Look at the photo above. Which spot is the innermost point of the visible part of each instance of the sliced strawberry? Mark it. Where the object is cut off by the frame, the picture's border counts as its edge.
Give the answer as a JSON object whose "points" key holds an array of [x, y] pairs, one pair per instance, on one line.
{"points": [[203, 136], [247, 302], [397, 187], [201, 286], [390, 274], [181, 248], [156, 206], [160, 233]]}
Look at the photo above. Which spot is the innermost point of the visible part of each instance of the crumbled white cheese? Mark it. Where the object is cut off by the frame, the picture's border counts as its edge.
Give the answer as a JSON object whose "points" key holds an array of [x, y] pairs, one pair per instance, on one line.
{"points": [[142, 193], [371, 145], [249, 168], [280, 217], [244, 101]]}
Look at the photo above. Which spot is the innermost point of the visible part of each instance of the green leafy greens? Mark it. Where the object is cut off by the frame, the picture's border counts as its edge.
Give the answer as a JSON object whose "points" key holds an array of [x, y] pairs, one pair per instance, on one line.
☆ ☆ ☆
What is needed >>
Extract all of the material exactly as it is written.

Written answer >>
Look at the photo above. Which spot is the innermost point of the visible part of each instance of the sliced strawberry? Mark it. Where the object is cut off by the frame, the picture's border counts as its edge.
Give the answer as a JSON object whose "points" key holds an array of [x, y] pairs, one pair per instance, on one line.
{"points": [[203, 136], [247, 302], [397, 187], [201, 286], [390, 274], [181, 248], [156, 206], [160, 233]]}
Look at the photo above. Which spot is the innermost point of the visible part of each instance of the crumbled white cheese? Mark it. Where the object is cut off by the frame, the picture's border counts as its edge.
Give the answer as a JSON object whose "points" key holds an array of [x, y] pairs, one pair per instance, on one line.
{"points": [[142, 193], [371, 145], [249, 168], [280, 217], [244, 101]]}
Look at the photo above. Which spot is the innermost point of the visible part of each instance of the green leafy greens? Mark it. Where the object is cut off by the frame, the picture's border counts as its edge.
Give the answer as a JSON object whose "points" key holds an array of [x, y] pairs, one pair per instance, on one line.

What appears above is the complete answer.